=== THE REQUEST ===
Exactly and only the lines from the one with "# test: point out the river bank, one" through the end of the listing are to be transcribed, both ends included.

=== DATA ROWS ===
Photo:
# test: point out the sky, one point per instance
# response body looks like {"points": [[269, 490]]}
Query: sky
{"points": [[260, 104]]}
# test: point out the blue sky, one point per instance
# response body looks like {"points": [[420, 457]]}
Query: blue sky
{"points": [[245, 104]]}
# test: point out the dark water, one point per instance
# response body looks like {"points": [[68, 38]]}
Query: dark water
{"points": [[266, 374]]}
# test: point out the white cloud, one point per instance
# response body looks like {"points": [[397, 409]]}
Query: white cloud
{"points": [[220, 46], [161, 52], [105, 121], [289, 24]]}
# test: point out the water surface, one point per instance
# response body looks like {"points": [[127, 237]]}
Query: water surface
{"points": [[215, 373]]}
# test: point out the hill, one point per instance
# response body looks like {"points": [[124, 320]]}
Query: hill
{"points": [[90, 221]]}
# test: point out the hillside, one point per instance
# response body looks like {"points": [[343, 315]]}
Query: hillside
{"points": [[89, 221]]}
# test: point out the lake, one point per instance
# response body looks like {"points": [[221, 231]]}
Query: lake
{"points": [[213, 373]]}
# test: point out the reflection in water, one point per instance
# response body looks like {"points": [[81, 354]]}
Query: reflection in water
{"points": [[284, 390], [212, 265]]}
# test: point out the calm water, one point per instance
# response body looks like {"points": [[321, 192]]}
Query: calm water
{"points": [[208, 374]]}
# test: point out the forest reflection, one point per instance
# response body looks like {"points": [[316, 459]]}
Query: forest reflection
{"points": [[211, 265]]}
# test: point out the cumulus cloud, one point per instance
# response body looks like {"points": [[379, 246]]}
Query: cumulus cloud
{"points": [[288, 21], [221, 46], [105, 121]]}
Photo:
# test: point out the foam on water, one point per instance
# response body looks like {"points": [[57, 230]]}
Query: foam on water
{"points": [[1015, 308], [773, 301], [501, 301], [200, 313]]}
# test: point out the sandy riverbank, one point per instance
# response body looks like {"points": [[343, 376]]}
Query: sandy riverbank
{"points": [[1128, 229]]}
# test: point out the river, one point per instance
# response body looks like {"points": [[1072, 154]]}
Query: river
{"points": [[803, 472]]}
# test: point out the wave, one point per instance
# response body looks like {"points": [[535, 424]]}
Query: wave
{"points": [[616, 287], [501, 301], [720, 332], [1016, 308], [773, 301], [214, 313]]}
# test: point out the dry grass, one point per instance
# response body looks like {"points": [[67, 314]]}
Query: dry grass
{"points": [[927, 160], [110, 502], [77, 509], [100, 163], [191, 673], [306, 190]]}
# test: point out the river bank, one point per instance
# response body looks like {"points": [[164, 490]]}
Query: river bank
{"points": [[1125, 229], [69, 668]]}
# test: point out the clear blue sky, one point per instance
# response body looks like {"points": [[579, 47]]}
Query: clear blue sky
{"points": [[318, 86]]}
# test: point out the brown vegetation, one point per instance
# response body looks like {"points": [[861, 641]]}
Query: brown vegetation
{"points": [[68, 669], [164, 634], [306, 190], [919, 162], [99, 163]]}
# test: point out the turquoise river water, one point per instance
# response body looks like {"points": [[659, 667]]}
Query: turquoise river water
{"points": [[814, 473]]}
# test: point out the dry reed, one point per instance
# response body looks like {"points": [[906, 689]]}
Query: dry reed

=== RESPONSE FOR THIS EXERCISE ===
# test: point out the river bank, one point per instance
# response body looks like {"points": [[164, 490]]}
Query: river bank
{"points": [[1125, 229], [69, 668]]}
# test: point out the clear blue sky, one point per instance
# response body looks like {"points": [[579, 47]]}
Query: clear blue sky
{"points": [[318, 86]]}
# test: point out the brown vegetation, one point per instance
# response body looks like {"points": [[861, 641]]}
Query: brown vegetation
{"points": [[68, 669], [164, 634], [306, 190], [919, 162], [99, 163]]}
# test: point out the turquoise river water, one point per instance
# response body looks like {"points": [[659, 667]]}
Query: turquoise river water
{"points": [[814, 473]]}
# test: point out the dry reed, one point per instance
# response body looks like {"points": [[906, 689]]}
Query: dry reed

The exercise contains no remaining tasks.